[Excerpts from segmentation records]
-=-=-

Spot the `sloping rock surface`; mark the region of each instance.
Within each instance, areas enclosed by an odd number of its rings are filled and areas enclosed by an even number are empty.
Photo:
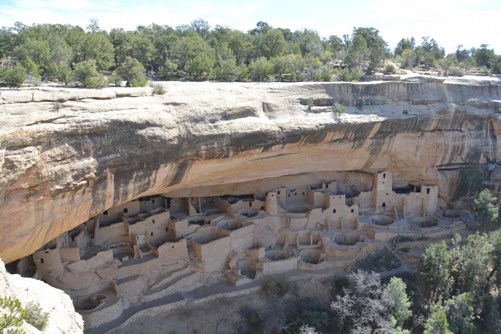
[[[38,303],[42,311],[49,313],[47,324],[43,331],[26,322],[23,323],[22,328],[28,334],[84,332],[82,316],[75,311],[70,296],[42,281],[9,274],[1,259],[0,296],[18,298],[24,307],[30,302]]]
[[[438,184],[448,201],[457,171],[447,166],[501,158],[499,80],[408,81],[168,82],[155,96],[1,90],[0,256],[30,254],[149,194],[254,193],[391,170],[396,186]]]

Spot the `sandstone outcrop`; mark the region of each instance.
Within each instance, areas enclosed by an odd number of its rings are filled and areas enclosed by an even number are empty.
[[[38,302],[43,311],[49,313],[47,325],[43,332],[26,322],[23,324],[22,328],[28,334],[83,332],[82,316],[75,312],[70,296],[42,281],[7,273],[2,260],[0,295],[17,298],[21,300],[23,306],[30,302]]]
[[[501,160],[499,81],[407,81],[0,90],[0,257],[155,194],[259,193],[349,174],[361,191],[365,173],[391,170],[396,186],[437,184],[446,202],[461,164]]]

-=-=-

** The request **
Please format the items above as a numbered list with one line per entry, skipping blank lines and omitting the pictures.

** Correct result **
1. Spot the `sloping rock surface`; mark the region of each instance.
2. Within each instance, areas enclosed by an odd number of its rings are filled and areas enclosed by an even number are empty.
3. Photo:
4. [[[38,303],[42,311],[49,313],[47,324],[43,331],[26,322],[23,323],[22,328],[28,334],[84,332],[82,316],[75,311],[70,296],[42,281],[9,274],[1,259],[0,296],[18,298],[24,307],[30,302]]]
5. [[[438,184],[448,201],[457,171],[447,166],[501,158],[499,80],[408,81],[168,82],[155,96],[1,90],[0,256],[30,254],[149,194],[254,193],[391,170],[396,186]]]
6. Spot the `sandstone outcrop`; mark the region of each instance.
7. Within each instance, areas enclosed by an odd number of its rings are filled and areas enclosed by an even number are empty.
8. [[[38,302],[43,311],[49,313],[47,325],[43,332],[26,322],[23,324],[22,328],[28,334],[83,332],[82,316],[75,312],[70,296],[42,281],[7,273],[2,260],[0,295],[17,298],[21,300],[23,306],[30,302]]]
9. [[[501,160],[499,81],[407,81],[0,90],[0,257],[155,194],[259,193],[349,174],[361,191],[365,173],[391,170],[396,186],[437,184],[446,202],[461,164]]]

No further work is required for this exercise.